* Task requirements *
- a) Copy the part of the posts about the game between "Easily in my" and "tell a story.", inclusive.
- b) In the posts about the game, one poster says they can't stop thinking about several things. List all of them.

Finally picked up the game last week, 17 hours of game time later I completed the game (hard). Great game, felt more connected to the characters then any other game I'ver ever played.
 
I was completely blown away by the characters and the storytelling. For me it's rare to find so complex and interesting characters in games. The ranch scene is very well acted and I was very close to tearing up.

Easily in my top 5 games of all time.
 
So, uh, I finally bought this while it was on sale recently and finished it on Saturday. And after a few clicks, decided this was the LTTP thread to post in...

Um... why didn't anyone publicly shame me for not having played this yet? This was a phenomenal game and story!!! Why did I wait so long?!?! I now have to play through the DLC, but I can't stop thinking about the story and characters and how Joel became the villain in the end. Like, that entire final chapter was rough. I hated everything I was doing. And the final dialogue in the game... I can't wait to see how that plays out in Part 2.

Seriously, Naughty Dog knows how to tell a story.
 
So, uh, I finally bought this while it was on sale recently and finished it on Saturday. And after a few clicks, decided this was the LTTP thread to post in...

Um... why didn't anyone publicly shame me for not having played this yet? This was a phenomenal game and story!!! Why did I wait so long?!?! I now have to play through the DLC, but I can't stop thinking about the story and characters and how Joel became the villain in the end. Like, that entire final chapter was rough. I hated everything I was doing. And the final dialogue in the game... I can't wait to see how that plays out in Part 2.

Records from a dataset
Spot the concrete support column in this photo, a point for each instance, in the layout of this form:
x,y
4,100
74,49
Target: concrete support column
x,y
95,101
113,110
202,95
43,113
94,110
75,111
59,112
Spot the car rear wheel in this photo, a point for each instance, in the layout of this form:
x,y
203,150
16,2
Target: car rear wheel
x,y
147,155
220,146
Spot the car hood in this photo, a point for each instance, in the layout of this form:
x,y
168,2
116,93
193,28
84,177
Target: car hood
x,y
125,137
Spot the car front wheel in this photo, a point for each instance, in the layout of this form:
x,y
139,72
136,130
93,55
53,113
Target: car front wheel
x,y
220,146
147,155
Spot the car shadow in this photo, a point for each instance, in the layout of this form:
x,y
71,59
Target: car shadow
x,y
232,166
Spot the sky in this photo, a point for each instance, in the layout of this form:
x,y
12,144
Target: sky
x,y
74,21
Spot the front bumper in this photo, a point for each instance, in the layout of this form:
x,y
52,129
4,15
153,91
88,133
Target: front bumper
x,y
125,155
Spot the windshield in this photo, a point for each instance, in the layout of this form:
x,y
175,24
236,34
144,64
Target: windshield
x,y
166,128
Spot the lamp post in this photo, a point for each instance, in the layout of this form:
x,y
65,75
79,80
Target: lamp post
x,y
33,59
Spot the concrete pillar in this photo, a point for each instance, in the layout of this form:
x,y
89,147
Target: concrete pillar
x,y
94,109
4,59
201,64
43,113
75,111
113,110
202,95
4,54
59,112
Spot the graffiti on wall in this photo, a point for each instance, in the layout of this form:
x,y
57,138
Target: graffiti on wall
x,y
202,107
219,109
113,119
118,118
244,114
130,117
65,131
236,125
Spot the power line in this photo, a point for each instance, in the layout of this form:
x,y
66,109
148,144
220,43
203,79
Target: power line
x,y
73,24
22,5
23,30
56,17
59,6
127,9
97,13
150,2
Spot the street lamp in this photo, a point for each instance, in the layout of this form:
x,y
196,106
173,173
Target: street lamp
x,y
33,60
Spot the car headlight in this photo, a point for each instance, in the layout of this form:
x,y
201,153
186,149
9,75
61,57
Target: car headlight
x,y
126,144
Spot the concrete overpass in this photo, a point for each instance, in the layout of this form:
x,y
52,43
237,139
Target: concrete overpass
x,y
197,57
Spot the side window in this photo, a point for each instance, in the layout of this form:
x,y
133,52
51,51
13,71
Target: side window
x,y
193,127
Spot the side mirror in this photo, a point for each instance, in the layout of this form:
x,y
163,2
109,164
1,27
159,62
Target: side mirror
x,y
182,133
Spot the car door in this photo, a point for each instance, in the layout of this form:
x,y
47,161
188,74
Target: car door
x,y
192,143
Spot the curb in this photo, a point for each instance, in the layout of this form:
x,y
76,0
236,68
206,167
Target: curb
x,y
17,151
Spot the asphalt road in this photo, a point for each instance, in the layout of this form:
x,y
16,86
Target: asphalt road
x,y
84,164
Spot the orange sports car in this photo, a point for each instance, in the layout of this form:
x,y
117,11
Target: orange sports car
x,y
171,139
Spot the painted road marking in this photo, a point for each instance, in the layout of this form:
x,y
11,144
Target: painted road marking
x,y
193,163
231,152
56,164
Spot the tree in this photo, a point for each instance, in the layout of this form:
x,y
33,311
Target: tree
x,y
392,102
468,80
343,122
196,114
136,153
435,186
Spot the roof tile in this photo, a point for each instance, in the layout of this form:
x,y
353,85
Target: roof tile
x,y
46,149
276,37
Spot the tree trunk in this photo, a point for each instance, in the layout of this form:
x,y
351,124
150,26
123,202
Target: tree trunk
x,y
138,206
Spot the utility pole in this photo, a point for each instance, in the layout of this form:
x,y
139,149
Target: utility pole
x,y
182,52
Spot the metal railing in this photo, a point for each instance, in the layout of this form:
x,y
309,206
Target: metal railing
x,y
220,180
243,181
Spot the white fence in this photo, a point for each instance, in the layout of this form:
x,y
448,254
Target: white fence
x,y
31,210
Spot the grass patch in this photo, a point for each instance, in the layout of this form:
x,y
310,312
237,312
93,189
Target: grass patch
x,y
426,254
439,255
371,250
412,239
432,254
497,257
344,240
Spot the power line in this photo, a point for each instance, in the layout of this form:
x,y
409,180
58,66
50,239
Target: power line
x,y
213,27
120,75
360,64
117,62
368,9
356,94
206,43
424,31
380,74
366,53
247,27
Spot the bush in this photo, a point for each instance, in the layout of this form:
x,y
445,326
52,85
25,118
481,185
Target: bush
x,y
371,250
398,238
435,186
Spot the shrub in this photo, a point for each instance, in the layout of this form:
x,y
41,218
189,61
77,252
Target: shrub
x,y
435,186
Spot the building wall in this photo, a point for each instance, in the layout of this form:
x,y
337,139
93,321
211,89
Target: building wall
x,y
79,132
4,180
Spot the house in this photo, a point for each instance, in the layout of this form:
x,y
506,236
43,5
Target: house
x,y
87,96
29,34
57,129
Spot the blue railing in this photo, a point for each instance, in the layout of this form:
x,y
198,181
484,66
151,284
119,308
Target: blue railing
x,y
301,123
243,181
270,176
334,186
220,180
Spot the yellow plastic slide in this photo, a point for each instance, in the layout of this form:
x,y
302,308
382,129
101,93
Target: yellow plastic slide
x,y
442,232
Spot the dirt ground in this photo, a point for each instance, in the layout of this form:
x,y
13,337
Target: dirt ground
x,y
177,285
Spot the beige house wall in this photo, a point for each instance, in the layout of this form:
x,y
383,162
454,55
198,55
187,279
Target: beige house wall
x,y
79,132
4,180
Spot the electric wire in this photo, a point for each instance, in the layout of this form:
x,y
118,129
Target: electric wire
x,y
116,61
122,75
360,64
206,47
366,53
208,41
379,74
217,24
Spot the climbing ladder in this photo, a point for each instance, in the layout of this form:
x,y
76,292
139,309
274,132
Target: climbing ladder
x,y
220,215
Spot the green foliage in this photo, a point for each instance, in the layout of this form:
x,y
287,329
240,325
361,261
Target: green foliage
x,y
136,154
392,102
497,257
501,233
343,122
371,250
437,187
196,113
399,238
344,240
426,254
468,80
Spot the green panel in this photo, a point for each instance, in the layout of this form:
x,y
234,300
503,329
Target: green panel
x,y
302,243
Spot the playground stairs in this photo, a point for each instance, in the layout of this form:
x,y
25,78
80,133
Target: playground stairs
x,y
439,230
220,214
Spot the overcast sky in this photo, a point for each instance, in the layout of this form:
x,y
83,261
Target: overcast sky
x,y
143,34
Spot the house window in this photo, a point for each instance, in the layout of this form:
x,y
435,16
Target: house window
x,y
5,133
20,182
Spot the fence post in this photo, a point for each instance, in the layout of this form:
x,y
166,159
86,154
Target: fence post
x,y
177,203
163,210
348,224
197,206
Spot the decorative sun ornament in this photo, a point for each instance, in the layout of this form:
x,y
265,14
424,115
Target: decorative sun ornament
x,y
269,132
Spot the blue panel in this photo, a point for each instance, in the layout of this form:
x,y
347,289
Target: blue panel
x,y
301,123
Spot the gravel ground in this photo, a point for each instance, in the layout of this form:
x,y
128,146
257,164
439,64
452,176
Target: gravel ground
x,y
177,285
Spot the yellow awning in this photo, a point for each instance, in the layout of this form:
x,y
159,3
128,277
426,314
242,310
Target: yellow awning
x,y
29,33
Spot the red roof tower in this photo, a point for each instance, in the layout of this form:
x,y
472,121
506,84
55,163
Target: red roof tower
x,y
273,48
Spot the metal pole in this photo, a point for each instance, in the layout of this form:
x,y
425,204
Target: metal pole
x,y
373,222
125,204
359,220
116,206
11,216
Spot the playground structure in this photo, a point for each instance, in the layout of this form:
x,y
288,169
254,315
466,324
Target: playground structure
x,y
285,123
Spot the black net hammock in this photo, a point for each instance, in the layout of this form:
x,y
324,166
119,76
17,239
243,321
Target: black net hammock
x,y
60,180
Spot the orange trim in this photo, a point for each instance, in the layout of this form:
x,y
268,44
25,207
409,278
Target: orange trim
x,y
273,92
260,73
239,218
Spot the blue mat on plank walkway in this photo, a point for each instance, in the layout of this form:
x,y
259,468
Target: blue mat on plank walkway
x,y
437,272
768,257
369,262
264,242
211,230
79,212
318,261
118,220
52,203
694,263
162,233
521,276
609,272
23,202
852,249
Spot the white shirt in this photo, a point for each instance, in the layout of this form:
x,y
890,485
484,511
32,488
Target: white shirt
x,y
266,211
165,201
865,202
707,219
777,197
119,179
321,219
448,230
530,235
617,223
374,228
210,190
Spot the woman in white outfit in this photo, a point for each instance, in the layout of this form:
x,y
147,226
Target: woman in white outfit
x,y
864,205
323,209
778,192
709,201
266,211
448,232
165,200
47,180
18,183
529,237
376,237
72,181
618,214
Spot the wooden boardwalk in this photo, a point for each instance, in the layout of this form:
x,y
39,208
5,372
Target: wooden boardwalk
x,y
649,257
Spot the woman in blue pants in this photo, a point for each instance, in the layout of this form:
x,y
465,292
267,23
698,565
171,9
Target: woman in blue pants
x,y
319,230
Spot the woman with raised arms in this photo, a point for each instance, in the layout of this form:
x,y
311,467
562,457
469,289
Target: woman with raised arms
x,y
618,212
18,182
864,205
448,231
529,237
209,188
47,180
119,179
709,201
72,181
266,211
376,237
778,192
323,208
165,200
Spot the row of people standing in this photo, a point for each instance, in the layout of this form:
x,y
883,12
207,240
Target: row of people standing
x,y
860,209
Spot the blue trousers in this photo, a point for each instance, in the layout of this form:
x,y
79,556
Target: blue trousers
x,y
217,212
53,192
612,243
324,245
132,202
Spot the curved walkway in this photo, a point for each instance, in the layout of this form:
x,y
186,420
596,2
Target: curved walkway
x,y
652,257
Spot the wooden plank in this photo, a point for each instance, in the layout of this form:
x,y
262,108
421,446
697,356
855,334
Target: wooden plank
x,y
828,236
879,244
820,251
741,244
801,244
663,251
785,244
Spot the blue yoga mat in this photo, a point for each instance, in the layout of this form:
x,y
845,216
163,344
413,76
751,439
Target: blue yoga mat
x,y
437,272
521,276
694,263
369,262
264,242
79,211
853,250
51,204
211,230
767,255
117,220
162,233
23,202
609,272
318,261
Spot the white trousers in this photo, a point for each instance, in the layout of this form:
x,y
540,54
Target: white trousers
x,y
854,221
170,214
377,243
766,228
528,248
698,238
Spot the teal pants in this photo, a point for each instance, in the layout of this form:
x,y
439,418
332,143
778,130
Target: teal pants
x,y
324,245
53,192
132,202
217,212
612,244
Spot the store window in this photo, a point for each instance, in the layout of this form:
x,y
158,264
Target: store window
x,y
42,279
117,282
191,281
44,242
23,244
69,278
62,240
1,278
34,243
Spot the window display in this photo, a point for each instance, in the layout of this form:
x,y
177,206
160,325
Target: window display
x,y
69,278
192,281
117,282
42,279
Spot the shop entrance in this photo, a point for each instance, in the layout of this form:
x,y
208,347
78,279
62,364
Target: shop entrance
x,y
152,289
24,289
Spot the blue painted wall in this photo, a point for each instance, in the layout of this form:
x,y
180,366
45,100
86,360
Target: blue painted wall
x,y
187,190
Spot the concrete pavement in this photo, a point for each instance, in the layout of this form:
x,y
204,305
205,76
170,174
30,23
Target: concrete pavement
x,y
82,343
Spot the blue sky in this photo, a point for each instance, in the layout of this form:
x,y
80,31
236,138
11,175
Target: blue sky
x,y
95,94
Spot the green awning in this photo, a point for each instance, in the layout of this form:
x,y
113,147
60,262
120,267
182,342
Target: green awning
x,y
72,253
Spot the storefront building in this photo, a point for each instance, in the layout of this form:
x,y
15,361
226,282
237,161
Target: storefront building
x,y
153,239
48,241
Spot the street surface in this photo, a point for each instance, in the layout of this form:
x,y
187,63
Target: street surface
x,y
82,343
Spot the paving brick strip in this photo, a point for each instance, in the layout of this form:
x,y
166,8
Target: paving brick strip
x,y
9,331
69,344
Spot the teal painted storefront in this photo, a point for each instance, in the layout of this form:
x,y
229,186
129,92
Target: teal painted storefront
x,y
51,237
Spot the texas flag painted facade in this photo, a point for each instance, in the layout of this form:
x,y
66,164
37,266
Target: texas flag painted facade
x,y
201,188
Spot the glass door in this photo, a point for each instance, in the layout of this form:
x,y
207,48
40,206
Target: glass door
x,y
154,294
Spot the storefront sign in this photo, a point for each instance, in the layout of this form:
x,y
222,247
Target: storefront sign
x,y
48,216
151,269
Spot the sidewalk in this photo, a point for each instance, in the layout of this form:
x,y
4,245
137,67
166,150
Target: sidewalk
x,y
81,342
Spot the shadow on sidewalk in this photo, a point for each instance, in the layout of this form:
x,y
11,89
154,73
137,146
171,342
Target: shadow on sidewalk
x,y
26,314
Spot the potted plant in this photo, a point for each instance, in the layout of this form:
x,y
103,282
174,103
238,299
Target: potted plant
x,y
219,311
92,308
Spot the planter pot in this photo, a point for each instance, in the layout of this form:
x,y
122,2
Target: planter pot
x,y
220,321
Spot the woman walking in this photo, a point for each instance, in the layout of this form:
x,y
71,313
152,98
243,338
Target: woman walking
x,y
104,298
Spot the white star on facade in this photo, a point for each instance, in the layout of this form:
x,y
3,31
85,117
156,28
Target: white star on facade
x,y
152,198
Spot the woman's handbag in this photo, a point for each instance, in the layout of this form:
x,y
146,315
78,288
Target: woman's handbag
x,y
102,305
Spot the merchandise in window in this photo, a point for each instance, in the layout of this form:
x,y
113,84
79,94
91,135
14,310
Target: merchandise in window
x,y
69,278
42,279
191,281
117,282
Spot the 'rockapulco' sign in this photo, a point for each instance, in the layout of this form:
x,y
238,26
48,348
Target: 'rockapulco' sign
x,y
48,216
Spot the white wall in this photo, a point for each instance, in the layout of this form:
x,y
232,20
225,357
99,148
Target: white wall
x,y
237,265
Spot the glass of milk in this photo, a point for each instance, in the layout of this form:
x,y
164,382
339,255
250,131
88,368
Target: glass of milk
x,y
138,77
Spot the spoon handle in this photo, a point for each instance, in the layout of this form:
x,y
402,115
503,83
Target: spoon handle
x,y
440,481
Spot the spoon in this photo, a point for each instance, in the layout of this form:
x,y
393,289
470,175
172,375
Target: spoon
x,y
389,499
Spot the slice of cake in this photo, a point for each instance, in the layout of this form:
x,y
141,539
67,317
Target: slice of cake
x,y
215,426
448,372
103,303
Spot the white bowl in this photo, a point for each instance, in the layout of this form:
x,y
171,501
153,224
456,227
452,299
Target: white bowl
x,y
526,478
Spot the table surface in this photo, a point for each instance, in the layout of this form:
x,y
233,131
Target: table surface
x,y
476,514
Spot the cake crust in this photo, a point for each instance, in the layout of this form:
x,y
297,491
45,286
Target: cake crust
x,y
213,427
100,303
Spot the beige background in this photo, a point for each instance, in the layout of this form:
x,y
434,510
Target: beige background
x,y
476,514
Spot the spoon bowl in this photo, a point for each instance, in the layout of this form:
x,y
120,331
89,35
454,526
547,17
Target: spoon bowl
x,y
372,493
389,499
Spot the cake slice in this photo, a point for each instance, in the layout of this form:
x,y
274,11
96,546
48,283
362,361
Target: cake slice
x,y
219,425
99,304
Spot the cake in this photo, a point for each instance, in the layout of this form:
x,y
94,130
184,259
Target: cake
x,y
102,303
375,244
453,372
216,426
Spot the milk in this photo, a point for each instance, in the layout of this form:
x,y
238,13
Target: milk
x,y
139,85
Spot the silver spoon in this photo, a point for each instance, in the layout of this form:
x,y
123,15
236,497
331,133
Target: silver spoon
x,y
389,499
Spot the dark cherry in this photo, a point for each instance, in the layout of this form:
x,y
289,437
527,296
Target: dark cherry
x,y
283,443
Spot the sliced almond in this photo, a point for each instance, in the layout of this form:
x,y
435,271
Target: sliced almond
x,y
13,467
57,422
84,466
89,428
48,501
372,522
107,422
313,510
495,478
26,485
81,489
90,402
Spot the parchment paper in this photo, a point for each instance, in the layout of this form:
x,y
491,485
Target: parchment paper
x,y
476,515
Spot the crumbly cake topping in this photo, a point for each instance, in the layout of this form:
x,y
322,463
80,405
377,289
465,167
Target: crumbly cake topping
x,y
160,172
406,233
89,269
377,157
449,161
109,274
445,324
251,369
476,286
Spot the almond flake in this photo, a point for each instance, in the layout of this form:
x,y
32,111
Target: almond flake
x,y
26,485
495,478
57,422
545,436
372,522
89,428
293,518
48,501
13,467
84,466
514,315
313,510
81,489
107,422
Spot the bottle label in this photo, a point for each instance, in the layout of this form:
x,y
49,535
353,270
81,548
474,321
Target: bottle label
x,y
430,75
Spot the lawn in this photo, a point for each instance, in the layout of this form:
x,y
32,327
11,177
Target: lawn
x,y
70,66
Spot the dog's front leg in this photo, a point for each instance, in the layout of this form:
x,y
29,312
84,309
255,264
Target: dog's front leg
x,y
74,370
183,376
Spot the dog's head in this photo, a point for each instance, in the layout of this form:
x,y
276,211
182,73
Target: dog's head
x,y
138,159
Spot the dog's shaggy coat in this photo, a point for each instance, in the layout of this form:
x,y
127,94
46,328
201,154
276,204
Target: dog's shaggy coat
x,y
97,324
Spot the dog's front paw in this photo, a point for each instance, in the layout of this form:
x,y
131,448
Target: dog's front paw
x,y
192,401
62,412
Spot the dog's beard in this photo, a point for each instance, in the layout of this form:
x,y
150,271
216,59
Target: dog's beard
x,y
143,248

* Answers given *
- a)
Easily in my top 5 games of all time.
 
So, uh, I finally bought this while it was on sale recently and finished it on Saturday. And after a few clicks, decided this was the LTTP thread to post in...

Um... why didn't anyone publicly shame me for not having played this yet? This was a phenomenal game and story!!! Why did I wait so long?!?! I now have to play through the DLC, but I can't stop thinking about the story and characters and how Joel became the villain in the end. Like, that entire final chapter was rough. I hated everything I was doing. And the final dialogue in the game... I can't wait to see how that plays out in Part 2.

Seriously, Naughty Dog knows how to tell a story.

- b)
- the story
- the characters
- how Joel became the villain in the end